I see.. that works because of the definition of lcm : \[\mathrm{lcm(m,n)} = \prod_{i=1}^r p_i^{\mathrm{max}\{m_i,n_i\}}\]

Answer 36

without loss of generality
\(\Large n=\prod p_i^{k_i}\\m=\prod p_j^{g_j}\\ \Large gcd(n,m)=\prod p_i^{|k_i-q_j|} \\ \Large gcd(gcd(n,m),x,y)=1 \)

Answer 37

yes thats even more neat xD

Answer 38

i have just removed gcd from your proof :)

Answer 39

i saw this proof once but never wrote it again ,i guess it was using max notation as well xD

Answer 40

fixed typo :

consider prime factorization of \(m\) and \(n\) :
\(\large m = p_1^{m_1}p_2^{m_2} \cdots p_r^{m_r}\)

\(\large n = p_1^{n_1}p_2^{n_2} \cdots p_r^{n_r}\)

since \(m|c\) and \(n|c\), we have \(p_i^{\max\{m_i, n_i\}} ~\Big | ~c\) and consequently \(\mathrm{lcm}(m,n) | c\)
\(\blacksquare\)

Answer 41

nice

Answer 42

so, from my teacher, if m and n a relatively prime by chinese remainder, this is obvious. The issue(which he hasn't solved yet) is when they are not relatively prime

Answer 43

we attempted the prime factorization method of reducing but the issue was being rigorous

Answer 44

apply Chinese theorem for the least un common primes

Answer 45

then do some stuff

Answer 46

I do not understand what you mean there

Answer 47

idk lol :P

Answer 48

Ya see, I wanted to do the prime factorization then remove the common primes
but rigorously, was the issue

Answer 49

whats ur question anyway ?

EXERCISE TASK 1
Render these rows as a numbered list, leaving out blank lines. Begin at the row that contains "Class, indicate each instance of the dense" and continue through the last of the rows.
The rows after this point are unrelated to the thread on the lcm proof.

PROVIDED ENTRIES
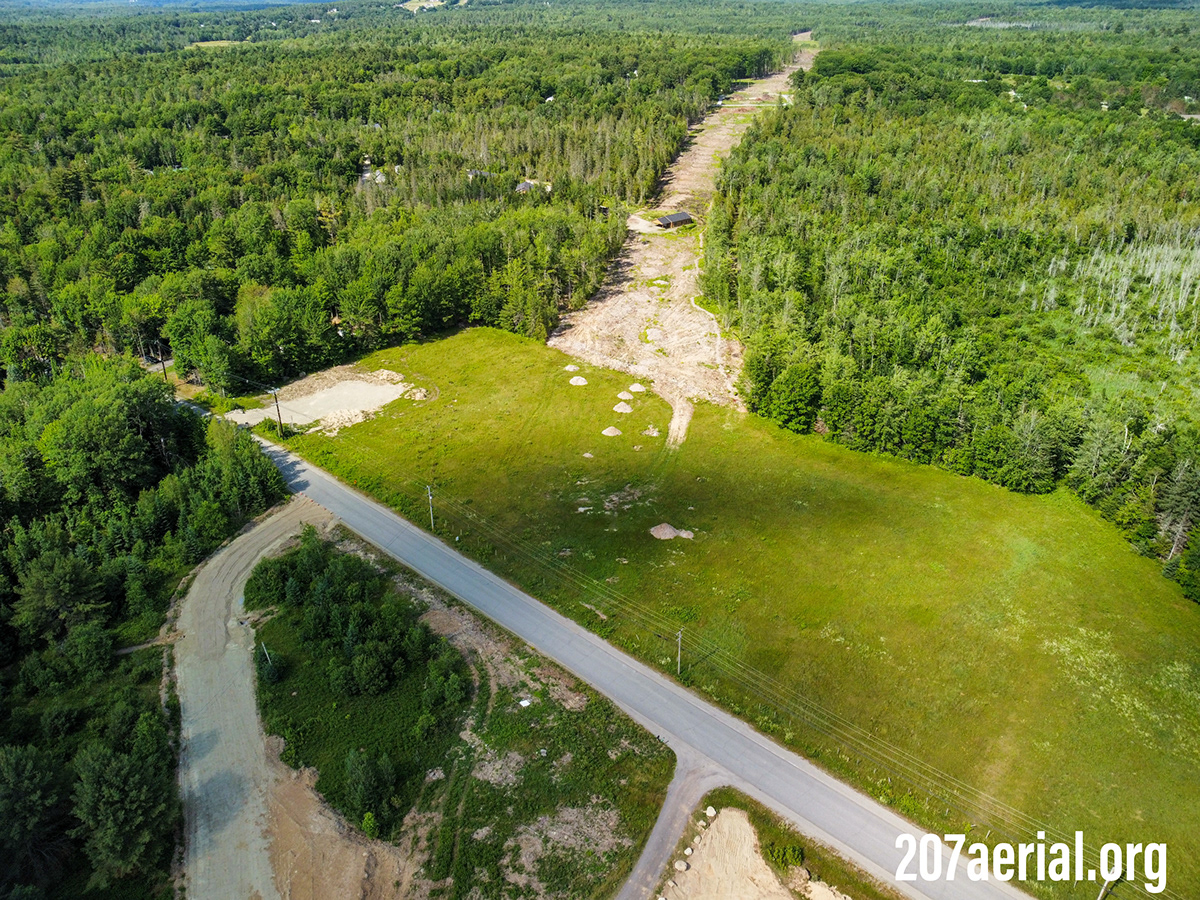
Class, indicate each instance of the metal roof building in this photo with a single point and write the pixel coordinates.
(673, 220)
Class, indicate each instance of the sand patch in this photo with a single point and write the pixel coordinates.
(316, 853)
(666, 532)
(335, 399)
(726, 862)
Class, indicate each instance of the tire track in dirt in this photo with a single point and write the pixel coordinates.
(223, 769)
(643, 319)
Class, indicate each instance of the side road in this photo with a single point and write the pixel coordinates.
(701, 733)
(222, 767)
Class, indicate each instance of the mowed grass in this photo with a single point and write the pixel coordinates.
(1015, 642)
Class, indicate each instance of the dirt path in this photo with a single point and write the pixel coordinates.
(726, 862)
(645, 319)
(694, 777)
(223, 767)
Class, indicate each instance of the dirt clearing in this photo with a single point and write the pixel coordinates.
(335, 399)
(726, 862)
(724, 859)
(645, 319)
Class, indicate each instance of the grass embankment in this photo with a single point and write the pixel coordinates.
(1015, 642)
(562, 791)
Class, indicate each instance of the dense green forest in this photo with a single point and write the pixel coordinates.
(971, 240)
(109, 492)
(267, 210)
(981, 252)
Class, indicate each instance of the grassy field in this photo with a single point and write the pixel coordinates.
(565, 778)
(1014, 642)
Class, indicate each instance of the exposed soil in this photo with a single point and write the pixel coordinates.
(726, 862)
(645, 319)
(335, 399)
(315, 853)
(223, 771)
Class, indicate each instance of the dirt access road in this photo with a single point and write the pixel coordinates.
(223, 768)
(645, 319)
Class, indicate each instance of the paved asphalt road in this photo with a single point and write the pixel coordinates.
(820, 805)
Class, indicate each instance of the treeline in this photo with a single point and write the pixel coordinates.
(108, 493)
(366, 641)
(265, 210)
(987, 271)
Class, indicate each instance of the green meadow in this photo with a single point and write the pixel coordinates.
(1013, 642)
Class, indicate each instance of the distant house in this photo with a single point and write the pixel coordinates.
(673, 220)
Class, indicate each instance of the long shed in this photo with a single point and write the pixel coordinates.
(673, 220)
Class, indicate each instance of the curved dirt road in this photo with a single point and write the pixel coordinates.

EXERCISE TASK 2
Translate this sentence from the lcm thread into Spanish: "I do not understand what you mean there"

TASK SOLUTION 1
1. Class, indicate each instance of the dense green forest in this photo with a single point and write the pixel coordinates.
2. (971, 240)
3. (109, 492)
4. (267, 210)
5. (981, 252)
6. Class, indicate each instance of the grassy field in this photo with a single point and write the pixel coordinates.
7. (565, 778)
8. (1014, 642)
9. Class, indicate each instance of the exposed soil in this photo with a single point and write the pixel coordinates.
10. (726, 862)
11. (645, 319)
12. (335, 399)
13. (315, 853)
14. (223, 771)
15. Class, indicate each instance of the dirt access road in this photo with a single point and write the pixel coordinates.
16. (223, 768)
17. (645, 319)
18. Class, indicate each instance of the paved asphalt road in this photo with a single point and write the pixel coordinates.
19. (820, 805)
20. Class, indicate each instance of the treeline in this photo with a single point and write the pixel coordinates.
21. (108, 493)
22. (366, 641)
23. (265, 210)
24. (987, 271)
25. Class, indicate each instance of the green meadow in this photo with a single point and write the pixel coordinates.
26. (1013, 642)
27. Class, indicate each instance of the distant house in this photo with a single point and write the pixel coordinates.
28. (673, 220)
29. Class, indicate each instance of the long shed in this photo with a single point and write the pixel coordinates.
30. (673, 220)
31. Class, indicate each instance of the curved dirt road in this photo with a single point and write the pixel coordinates.

TASK SOLUTION 2
No entiendo lo que quieres decir ahí.